Rows from a segmentation dataset:
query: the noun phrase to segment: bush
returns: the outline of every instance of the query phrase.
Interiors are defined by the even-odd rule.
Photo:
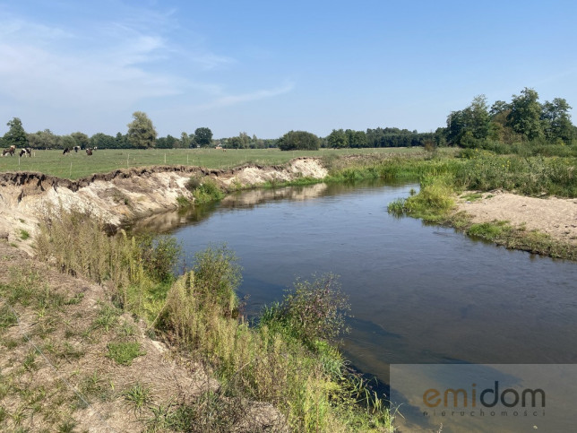
[[[225,195],[216,182],[210,178],[201,178],[194,176],[188,180],[186,188],[193,193],[194,203],[199,204],[218,202]]]

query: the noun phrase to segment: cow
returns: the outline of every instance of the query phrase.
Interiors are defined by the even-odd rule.
[[[10,156],[14,156],[15,152],[16,152],[16,146],[13,144],[8,149],[4,149],[4,151],[2,151],[2,156],[6,156],[8,153],[10,153]]]
[[[30,150],[30,147],[25,147],[24,149],[21,149],[20,150],[20,154],[18,156],[22,157],[22,156],[26,156],[26,155],[28,155],[30,157],[32,156],[32,151]]]

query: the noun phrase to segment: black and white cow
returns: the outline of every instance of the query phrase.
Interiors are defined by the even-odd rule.
[[[18,156],[26,156],[28,155],[29,157],[32,156],[32,151],[30,147],[25,147],[24,149],[20,150],[20,155]]]
[[[16,146],[13,144],[8,149],[4,149],[4,151],[2,151],[2,156],[6,156],[8,154],[10,154],[10,156],[14,156],[15,152],[16,152]]]

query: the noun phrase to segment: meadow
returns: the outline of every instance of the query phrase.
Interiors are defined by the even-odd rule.
[[[88,156],[84,151],[63,155],[62,151],[32,151],[31,158],[0,158],[0,172],[33,171],[58,178],[78,179],[94,173],[119,169],[158,165],[200,166],[232,169],[244,164],[280,165],[297,157],[334,157],[350,154],[412,154],[422,148],[323,149],[289,151],[279,149],[107,149]]]

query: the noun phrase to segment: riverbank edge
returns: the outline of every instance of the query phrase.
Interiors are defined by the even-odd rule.
[[[286,167],[283,167],[282,169],[286,169]],[[153,171],[154,171],[153,169],[144,169],[144,173],[146,173],[146,174],[150,174],[151,172],[153,172]],[[177,171],[177,170],[171,170],[171,171]],[[202,171],[201,171],[201,172],[202,172]],[[234,172],[234,170],[233,170],[233,172]],[[198,173],[198,171],[193,171],[193,174],[194,174],[194,173]],[[228,171],[228,173],[230,173],[230,171]],[[142,174],[142,173],[141,173],[141,174]],[[214,175],[214,173],[213,173],[213,172],[212,172],[212,173],[209,173],[209,174],[206,174],[206,173],[203,173],[203,174],[205,175],[203,178],[209,178],[211,175]],[[105,175],[105,177],[106,177],[106,175]],[[6,177],[4,177],[4,179],[5,179],[5,178],[6,178]],[[59,180],[58,178],[46,178],[46,177],[43,177],[43,176],[41,176],[41,177],[38,178],[38,177],[36,177],[34,174],[30,174],[30,173],[17,173],[17,174],[14,174],[14,176],[8,176],[8,178],[11,178],[14,179],[14,180],[15,180],[15,183],[16,183],[18,186],[22,186],[22,192],[21,192],[21,193],[19,194],[19,195],[18,195],[18,196],[19,196],[18,203],[20,203],[20,201],[21,201],[22,198],[24,198],[24,197],[26,197],[26,196],[32,195],[30,194],[30,185],[27,185],[27,184],[29,183],[29,182],[27,182],[27,181],[30,181],[30,179],[34,179],[34,180],[36,180],[36,186],[37,186],[37,187],[39,187],[39,189],[40,189],[42,192],[44,192],[46,189],[47,189],[47,188],[45,188],[45,187],[44,187],[44,186],[47,186],[46,184],[44,185],[44,186],[42,186],[42,181],[47,181],[47,182],[48,182],[48,185],[50,185],[50,186],[53,187],[53,189],[54,189],[54,190],[57,190],[57,189],[59,189],[59,186],[60,186],[60,187],[65,186],[65,188],[66,188],[66,189],[70,189],[70,190],[74,190],[74,189],[75,189],[75,191],[73,191],[73,192],[76,193],[76,192],[77,192],[81,187],[82,187],[82,186],[79,186],[78,184],[76,184],[76,185],[74,185],[74,186],[72,186],[72,187],[68,188],[68,186],[69,186],[68,185],[66,185],[66,186],[63,186],[63,185],[58,186],[58,185],[57,185],[57,184],[58,184],[58,180]],[[113,176],[112,178],[123,178],[123,179],[126,178],[125,178],[125,173],[119,173],[119,176]],[[302,174],[300,174],[300,172],[297,172],[297,173],[296,173],[296,175],[295,175],[295,180],[294,180],[294,182],[295,182],[296,184],[299,184],[299,185],[303,185],[303,183],[312,184],[312,183],[316,183],[317,181],[318,181],[318,182],[322,182],[322,181],[323,181],[323,179],[325,179],[326,178],[327,178],[327,177],[326,177],[326,176],[324,176],[324,177],[323,177],[323,178],[319,178],[318,179],[314,180],[314,178],[312,178],[312,177],[304,177],[304,176],[302,176]],[[279,184],[280,184],[280,183],[281,183],[281,182],[278,181],[278,180],[277,180],[277,178],[273,178],[272,185],[271,186],[271,187],[274,187],[274,186],[276,186],[277,185],[279,185]],[[22,179],[24,179],[24,181],[22,181]],[[40,180],[39,180],[39,179],[40,179]],[[97,179],[97,180],[99,180],[99,179]],[[112,180],[112,179],[108,179],[108,180]],[[83,182],[83,181],[82,181],[82,182]],[[292,181],[289,181],[289,180],[288,180],[288,181],[284,181],[284,182],[286,182],[286,183],[290,183],[290,182],[292,182]],[[32,181],[32,183],[34,183],[34,181]],[[88,185],[90,185],[90,184],[91,184],[91,183],[92,183],[92,182],[86,182],[86,184],[88,184]],[[28,187],[28,189],[27,189],[27,190],[25,190],[25,189],[24,189],[24,188],[26,188],[26,187]],[[254,185],[254,184],[248,184],[248,185],[246,185],[246,186],[245,186],[245,188],[254,188],[254,187],[258,187],[258,185]],[[245,188],[243,188],[243,189],[245,189]],[[122,198],[122,197],[121,197],[121,198]],[[175,207],[176,207],[176,205],[177,205],[177,202],[175,201]],[[22,221],[21,221],[21,222],[22,222]],[[29,221],[29,222],[30,222],[30,221]],[[32,237],[32,236],[30,236],[30,238],[32,238],[33,237]],[[7,239],[5,239],[5,240],[7,240]],[[26,240],[28,240],[28,239],[23,239],[23,238],[21,237],[21,240],[22,240],[22,242],[24,242],[24,241],[26,241]],[[13,244],[13,245],[12,245],[12,247],[18,247],[18,245],[17,245],[17,244],[15,244],[14,242],[12,242],[12,244]],[[22,248],[21,248],[21,249],[22,249]],[[362,382],[359,384],[359,386],[360,386],[360,385],[362,385]],[[319,392],[324,392],[324,391],[323,391],[323,390],[319,390]],[[372,398],[372,397],[371,397],[371,398]],[[375,397],[375,398],[376,398],[376,397]]]

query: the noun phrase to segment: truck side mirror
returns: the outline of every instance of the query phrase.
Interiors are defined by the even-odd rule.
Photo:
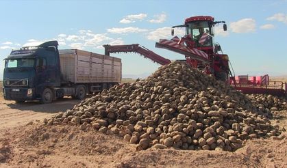
[[[226,25],[225,23],[223,24],[223,30],[224,31],[227,31],[227,26]]]

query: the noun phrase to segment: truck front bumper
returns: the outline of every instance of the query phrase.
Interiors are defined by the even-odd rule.
[[[8,100],[36,100],[35,89],[26,87],[4,87],[4,99]],[[29,90],[29,94],[28,94]]]

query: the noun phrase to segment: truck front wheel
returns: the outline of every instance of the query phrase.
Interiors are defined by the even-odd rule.
[[[53,101],[53,92],[49,88],[45,88],[42,94],[41,102],[50,103]]]
[[[77,98],[79,100],[84,100],[86,98],[86,92],[85,87],[79,86],[77,92]]]

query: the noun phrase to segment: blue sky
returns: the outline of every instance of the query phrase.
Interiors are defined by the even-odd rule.
[[[236,74],[286,75],[287,1],[0,1],[0,59],[12,49],[58,40],[60,48],[104,53],[103,44],[140,44],[170,59],[184,55],[155,48],[171,27],[194,16],[227,22],[215,40]],[[176,29],[182,36],[183,29]],[[140,55],[122,59],[124,76],[148,75],[160,65]],[[0,64],[3,76],[4,61]]]

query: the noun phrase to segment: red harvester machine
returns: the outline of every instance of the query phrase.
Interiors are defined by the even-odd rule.
[[[184,27],[186,35],[179,39],[177,36],[171,40],[160,39],[155,43],[155,47],[168,49],[185,55],[186,62],[193,68],[213,74],[218,80],[233,85],[236,89],[245,94],[265,94],[276,96],[286,96],[287,85],[277,81],[268,82],[266,80],[254,79],[248,76],[234,76],[229,68],[228,55],[223,54],[219,43],[214,42],[214,27],[223,23],[223,30],[227,30],[225,21],[214,21],[212,16],[199,16],[190,17],[185,20],[184,24],[173,27]],[[138,44],[130,45],[104,45],[105,55],[119,52],[134,52],[149,58],[160,65],[171,62],[166,59]]]

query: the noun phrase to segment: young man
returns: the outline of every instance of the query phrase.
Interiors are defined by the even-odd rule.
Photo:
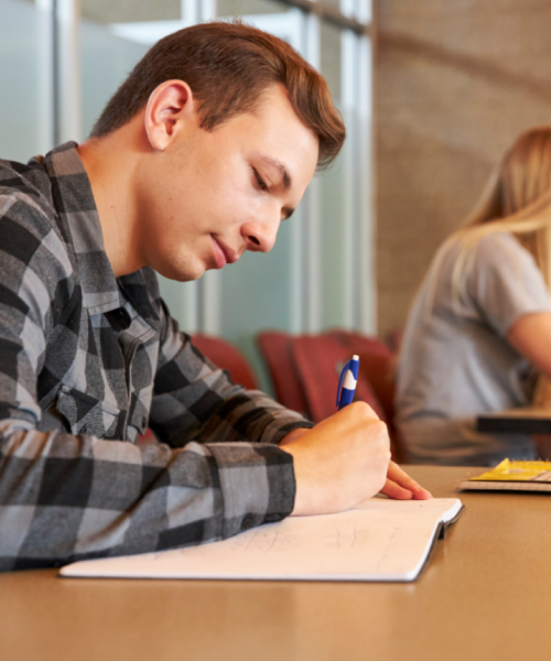
[[[312,429],[229,381],[159,297],[153,269],[194,280],[270,250],[343,140],[289,45],[212,23],[153,46],[82,145],[0,162],[1,570],[219,540],[381,488],[430,497],[367,405]],[[162,443],[134,445],[148,425]]]

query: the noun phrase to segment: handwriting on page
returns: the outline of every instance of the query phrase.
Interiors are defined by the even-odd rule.
[[[241,553],[281,553],[295,549],[299,544],[296,535],[283,533],[280,530],[255,530],[247,537],[235,538],[231,550]]]

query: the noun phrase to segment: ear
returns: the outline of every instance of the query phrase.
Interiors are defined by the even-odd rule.
[[[149,97],[144,128],[151,147],[164,151],[183,122],[196,116],[197,105],[187,83],[166,80]]]

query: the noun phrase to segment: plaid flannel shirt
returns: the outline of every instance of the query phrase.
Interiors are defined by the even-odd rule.
[[[151,426],[161,443],[136,445]],[[0,571],[228,538],[289,514],[311,426],[115,279],[75,143],[0,161]]]

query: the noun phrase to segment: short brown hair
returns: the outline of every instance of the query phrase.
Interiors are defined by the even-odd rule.
[[[338,154],[345,127],[325,79],[288,43],[241,22],[213,22],[169,34],[145,53],[107,104],[90,138],[132,119],[165,80],[185,80],[199,104],[201,126],[252,111],[281,83],[299,119],[317,137],[318,166]]]

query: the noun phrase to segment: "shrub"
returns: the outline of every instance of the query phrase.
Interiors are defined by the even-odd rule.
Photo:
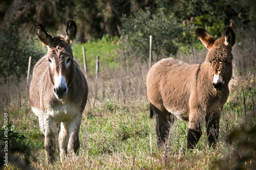
[[[140,10],[133,17],[122,18],[122,55],[123,57],[135,57],[141,61],[148,56],[150,36],[152,35],[152,51],[157,55],[176,54],[176,45],[182,36],[183,28],[174,15],[164,15],[163,9],[152,14],[150,8]]]
[[[0,53],[0,78],[6,80],[10,75],[18,78],[25,76],[28,70],[29,56],[32,57],[33,65],[45,54],[35,37],[29,38],[27,34],[20,33],[18,28],[11,27],[8,31],[0,30],[5,34],[5,40]]]

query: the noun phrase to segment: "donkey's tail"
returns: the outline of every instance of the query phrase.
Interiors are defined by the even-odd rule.
[[[154,116],[154,111],[153,111],[153,105],[151,104],[151,103],[150,104],[150,117],[152,118]]]

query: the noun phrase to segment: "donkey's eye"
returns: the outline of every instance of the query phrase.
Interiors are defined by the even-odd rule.
[[[70,58],[67,59],[67,64],[68,64],[70,62],[70,61],[71,61],[71,59]]]

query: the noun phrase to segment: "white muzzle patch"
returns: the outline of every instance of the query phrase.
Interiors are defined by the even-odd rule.
[[[59,99],[63,99],[68,92],[65,77],[61,74],[59,74],[58,76],[55,76],[54,84],[53,91],[56,97]]]
[[[222,76],[220,75],[214,75],[212,83],[223,83]]]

## Your goal
Extract word for word every line from the line that contains "query: the noun phrase to segment: short" to the final line of the data, both included, and nothing else; skip the pictures.

## Task answer
query: the noun phrase to segment: short brown hair
returns: the outline of every instance of the query phrase.
Interiors are defined by the even-odd rule.
[[[338,154],[345,127],[325,79],[288,43],[241,22],[213,22],[169,34],[145,53],[107,104],[90,138],[132,119],[165,80],[185,80],[199,104],[201,126],[252,111],[281,83],[299,119],[317,137],[318,166]]]

query: the noun phrase to segment: "shrub"
returns: the outline of every instance of the query phrase.
Interiors are defined by the even-odd rule.
Photo:
[[[140,10],[133,17],[122,18],[122,55],[123,57],[135,57],[141,61],[148,56],[150,36],[152,35],[152,51],[157,55],[176,54],[176,45],[182,36],[183,28],[174,15],[164,15],[163,9],[152,14],[150,8]]]
[[[0,53],[0,78],[6,80],[10,75],[18,78],[25,76],[28,70],[29,56],[32,57],[33,65],[45,54],[35,37],[29,38],[27,34],[20,33],[18,28],[11,27],[8,31],[0,30],[5,34],[5,40]]]

query: the noun phrase to segment: "donkey's tail"
returns: the outline of every instance of the query phrase.
Interiors are defined by the even-odd rule.
[[[154,116],[154,111],[153,111],[153,105],[151,104],[151,103],[150,104],[150,117],[152,118]]]

query: the noun phrase to segment: "donkey's eye"
returns: the outline of every instance of the query phrase.
Interiors are defined by the even-odd rule.
[[[70,58],[67,59],[67,64],[68,64],[70,62],[70,61],[71,61],[71,59]]]

query: the noun phrase to segment: "white muzzle patch"
returns: the outline of every instance of the query phrase.
Interiors are defined by the even-odd rule.
[[[59,99],[63,99],[68,92],[65,77],[61,74],[59,74],[58,76],[55,76],[54,84],[53,91],[56,97]]]
[[[222,76],[220,75],[214,75],[212,83],[223,83]]]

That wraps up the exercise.